- Trecho apresentado
——————

"A ditadura tinha uma coisa pesadíssima, mas os militares, na maioria, eram nacionalistas. Hoje, o governo é sorrateiro! São fascistas, que cortam verbas da cultura e da educação, mas soltam confetes para estúpidos." (Jorge Salomão)
O POETA JORGE SALOMÃO
por Ediel Ribeiro
Rio de Janeiro - Em uma entrevista que fiz com a cantora Luiza Possi, para o “Jornal do Rádio” , ela, encantada, me mostrou a letra de um poema que sua mãe, Zizi Possi, tinha gravado no álbum “Amor & Música”, de 1987. Era “Noite”, de um poeta baiano chamado Jorge Salomão.
“Eu fico quieta num canto,
penso medito e me espanto
A vida dá voltas, mistérios,
o que é que eu vou fazer?
Sozinha num quarto fechado,
eu vejo cidade de longe,
Procuro alguém que se esconde
por onde começar ?
Noite, há horas te espero e você não chega em meu coração
Fogo acesso, corpo paixão, sou toda explosão.”
Foi assim, meu primeiro contato com a obra do poeta Jorge Salomão, morto no início deste ano.

——————

- Listagem fornecida

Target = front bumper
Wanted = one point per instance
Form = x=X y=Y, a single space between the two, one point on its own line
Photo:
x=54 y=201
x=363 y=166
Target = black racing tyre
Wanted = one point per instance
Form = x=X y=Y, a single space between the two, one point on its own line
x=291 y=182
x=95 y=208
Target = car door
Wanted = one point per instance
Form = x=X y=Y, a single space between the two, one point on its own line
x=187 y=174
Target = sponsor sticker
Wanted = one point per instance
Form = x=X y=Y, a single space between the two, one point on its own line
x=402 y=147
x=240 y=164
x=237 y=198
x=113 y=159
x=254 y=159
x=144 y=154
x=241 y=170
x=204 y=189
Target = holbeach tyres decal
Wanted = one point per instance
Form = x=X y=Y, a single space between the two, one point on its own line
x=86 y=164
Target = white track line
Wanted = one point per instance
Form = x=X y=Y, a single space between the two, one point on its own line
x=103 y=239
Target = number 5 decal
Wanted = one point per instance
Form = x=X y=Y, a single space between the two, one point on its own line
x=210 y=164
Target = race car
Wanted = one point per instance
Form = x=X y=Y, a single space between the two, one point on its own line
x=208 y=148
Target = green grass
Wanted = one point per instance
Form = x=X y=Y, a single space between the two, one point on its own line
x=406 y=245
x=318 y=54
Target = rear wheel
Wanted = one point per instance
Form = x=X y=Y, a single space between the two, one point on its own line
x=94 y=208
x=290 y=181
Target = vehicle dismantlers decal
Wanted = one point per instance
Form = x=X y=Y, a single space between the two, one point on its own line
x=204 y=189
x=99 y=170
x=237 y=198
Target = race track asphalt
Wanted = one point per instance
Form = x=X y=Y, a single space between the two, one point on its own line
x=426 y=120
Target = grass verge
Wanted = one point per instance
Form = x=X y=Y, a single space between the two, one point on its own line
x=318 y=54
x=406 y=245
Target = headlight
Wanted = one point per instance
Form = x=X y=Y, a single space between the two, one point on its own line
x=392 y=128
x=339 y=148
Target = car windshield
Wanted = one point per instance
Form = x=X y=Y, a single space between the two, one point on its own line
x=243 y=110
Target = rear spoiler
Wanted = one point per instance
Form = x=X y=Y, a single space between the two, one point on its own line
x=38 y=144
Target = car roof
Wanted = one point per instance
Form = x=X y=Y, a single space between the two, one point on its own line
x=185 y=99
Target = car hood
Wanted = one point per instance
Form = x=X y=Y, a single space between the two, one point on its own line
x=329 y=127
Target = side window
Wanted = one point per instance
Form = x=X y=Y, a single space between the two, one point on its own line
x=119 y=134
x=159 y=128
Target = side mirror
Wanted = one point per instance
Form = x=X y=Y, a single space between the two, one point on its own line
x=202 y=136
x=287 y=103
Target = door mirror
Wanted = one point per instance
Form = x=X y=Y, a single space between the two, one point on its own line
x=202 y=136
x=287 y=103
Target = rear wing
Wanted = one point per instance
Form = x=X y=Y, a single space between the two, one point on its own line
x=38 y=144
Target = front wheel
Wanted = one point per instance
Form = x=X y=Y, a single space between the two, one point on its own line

——————

- Instrução da tarefa
Transcreva, sem nenhuma alteração, a parte do texto sobre o poeta Jorge Salomão que começa em "Noite, há horas" e termina em "início deste ano.". A listagem não tem qualquer relevância para esta atividade.

- Campo de resposta
Noite, há horas te espero e você não chega em meu coração
Fogo acesso, corpo paixão, sou toda explosão.”
Foi assim, meu primeiro contato com a obra do poeta Jorge Salomão, morto no início deste ano.